▶ Collected data
---------------

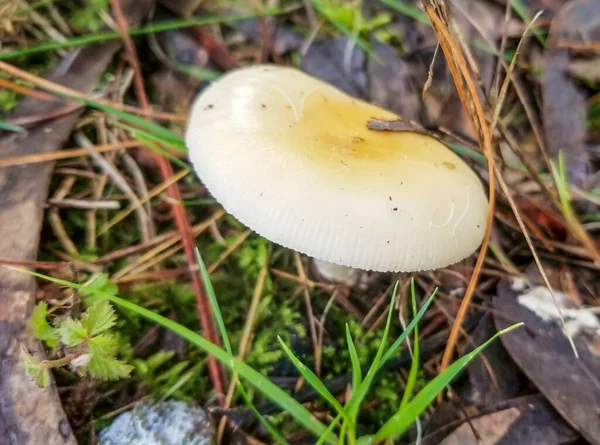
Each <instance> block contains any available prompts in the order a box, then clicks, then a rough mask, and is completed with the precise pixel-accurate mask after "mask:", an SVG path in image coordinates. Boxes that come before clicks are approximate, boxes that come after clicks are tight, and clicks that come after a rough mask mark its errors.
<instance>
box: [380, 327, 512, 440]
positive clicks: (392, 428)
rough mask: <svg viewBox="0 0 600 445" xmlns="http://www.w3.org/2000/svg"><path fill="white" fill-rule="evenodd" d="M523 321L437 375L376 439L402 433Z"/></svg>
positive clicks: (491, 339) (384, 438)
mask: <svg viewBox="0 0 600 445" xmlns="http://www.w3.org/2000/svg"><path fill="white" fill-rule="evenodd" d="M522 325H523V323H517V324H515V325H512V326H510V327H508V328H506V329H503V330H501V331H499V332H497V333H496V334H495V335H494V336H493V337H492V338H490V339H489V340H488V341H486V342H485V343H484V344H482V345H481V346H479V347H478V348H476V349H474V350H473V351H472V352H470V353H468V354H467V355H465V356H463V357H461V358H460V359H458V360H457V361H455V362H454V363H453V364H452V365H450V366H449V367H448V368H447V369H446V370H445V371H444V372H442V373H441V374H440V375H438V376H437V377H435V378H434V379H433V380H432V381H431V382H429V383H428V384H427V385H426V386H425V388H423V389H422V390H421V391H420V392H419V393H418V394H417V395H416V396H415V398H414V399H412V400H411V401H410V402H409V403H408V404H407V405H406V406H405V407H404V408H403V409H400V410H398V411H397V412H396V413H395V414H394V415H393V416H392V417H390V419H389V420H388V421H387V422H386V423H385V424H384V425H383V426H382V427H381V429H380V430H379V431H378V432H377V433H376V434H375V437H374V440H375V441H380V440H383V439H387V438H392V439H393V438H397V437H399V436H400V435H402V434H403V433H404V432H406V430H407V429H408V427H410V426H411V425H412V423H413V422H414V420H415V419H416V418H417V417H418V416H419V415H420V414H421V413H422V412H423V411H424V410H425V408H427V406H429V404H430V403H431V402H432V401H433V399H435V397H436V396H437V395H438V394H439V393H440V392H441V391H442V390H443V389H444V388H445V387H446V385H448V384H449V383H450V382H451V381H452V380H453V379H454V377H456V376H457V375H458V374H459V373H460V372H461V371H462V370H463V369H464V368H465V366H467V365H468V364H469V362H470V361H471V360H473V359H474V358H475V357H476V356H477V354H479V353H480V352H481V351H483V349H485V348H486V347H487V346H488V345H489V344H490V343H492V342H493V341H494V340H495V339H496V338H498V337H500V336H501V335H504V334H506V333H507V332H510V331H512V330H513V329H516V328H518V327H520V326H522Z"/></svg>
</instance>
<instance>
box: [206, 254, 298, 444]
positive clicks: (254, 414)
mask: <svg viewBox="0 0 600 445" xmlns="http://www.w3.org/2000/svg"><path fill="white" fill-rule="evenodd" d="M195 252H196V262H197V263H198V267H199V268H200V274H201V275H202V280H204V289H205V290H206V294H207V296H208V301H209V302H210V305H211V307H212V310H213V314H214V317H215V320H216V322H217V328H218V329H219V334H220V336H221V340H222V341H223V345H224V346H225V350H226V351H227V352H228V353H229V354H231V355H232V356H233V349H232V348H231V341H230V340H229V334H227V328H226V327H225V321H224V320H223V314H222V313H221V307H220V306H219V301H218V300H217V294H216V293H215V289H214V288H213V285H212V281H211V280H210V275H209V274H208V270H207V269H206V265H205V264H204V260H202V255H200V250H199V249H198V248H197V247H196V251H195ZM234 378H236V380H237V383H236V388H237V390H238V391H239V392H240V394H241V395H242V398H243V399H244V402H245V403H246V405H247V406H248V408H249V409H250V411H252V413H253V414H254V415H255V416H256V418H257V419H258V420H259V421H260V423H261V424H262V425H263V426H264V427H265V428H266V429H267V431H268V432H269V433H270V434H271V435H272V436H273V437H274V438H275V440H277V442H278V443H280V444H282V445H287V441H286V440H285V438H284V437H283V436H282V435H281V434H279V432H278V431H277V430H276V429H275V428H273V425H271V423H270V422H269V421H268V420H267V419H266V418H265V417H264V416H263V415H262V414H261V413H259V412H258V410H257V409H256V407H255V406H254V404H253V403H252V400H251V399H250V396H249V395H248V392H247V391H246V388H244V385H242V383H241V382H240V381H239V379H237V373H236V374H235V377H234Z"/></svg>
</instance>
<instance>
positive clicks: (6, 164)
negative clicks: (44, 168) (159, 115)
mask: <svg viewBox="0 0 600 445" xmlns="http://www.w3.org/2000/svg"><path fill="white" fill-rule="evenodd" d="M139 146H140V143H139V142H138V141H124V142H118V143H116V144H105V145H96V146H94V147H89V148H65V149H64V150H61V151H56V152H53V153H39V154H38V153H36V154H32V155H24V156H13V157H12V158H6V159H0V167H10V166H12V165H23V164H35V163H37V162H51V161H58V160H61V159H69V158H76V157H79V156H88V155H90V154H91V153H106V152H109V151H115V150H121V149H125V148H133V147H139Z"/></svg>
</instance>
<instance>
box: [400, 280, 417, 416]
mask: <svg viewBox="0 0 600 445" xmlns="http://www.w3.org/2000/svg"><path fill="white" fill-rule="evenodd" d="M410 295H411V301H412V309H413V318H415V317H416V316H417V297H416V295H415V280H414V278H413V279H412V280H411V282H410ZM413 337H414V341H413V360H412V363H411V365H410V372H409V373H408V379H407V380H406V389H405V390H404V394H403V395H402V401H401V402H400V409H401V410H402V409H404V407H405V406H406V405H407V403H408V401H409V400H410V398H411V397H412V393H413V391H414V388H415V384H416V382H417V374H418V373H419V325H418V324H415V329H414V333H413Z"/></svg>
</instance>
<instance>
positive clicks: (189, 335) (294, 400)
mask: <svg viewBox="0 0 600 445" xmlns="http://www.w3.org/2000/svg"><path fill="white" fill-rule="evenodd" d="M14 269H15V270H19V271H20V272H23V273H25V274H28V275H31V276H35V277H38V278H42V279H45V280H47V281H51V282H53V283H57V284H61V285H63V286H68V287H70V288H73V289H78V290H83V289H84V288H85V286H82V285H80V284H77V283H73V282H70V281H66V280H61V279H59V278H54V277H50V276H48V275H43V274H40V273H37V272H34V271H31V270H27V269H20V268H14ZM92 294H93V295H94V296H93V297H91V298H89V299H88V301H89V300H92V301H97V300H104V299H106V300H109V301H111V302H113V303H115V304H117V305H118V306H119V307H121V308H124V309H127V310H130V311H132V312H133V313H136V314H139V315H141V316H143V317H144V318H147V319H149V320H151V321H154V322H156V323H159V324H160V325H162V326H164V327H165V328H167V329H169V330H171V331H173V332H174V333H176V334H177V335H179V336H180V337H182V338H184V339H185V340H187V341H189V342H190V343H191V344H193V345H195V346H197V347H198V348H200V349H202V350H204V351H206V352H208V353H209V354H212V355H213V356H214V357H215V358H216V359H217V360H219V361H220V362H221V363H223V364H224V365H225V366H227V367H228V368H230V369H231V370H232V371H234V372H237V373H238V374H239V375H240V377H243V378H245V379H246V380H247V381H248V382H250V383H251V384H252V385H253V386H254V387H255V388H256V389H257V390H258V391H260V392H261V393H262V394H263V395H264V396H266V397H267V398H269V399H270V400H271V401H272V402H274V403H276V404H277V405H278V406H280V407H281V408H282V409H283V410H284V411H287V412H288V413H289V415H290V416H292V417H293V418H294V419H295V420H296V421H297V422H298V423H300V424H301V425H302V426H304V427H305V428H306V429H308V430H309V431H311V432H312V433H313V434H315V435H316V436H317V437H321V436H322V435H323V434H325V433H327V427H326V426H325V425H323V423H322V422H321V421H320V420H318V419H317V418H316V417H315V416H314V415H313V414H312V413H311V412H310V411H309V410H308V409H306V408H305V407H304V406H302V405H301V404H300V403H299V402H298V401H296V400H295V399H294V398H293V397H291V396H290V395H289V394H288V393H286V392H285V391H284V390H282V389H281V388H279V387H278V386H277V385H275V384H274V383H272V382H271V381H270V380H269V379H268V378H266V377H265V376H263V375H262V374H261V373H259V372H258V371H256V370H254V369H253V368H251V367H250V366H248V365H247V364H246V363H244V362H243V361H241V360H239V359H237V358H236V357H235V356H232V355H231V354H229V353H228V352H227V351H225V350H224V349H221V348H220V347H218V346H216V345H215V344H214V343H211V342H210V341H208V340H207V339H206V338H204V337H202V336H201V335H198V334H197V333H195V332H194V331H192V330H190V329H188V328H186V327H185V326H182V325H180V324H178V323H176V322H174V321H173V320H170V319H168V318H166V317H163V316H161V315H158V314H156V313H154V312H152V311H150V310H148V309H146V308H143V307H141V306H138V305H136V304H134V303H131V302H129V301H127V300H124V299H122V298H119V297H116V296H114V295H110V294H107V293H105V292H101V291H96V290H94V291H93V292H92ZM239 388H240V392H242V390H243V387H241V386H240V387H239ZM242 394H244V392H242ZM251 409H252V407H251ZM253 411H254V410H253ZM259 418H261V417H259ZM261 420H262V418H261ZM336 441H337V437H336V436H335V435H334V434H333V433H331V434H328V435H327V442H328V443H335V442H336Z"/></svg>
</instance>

---------------

▶ Requirement
Scan the entries above. Copy each line that has the string "positive".

▶ Result below
positive clicks: (392, 428)
positive clicks: (491, 339) (384, 438)
positive clicks: (254, 414)
positive clicks: (6, 164)
positive clicks: (189, 335) (294, 400)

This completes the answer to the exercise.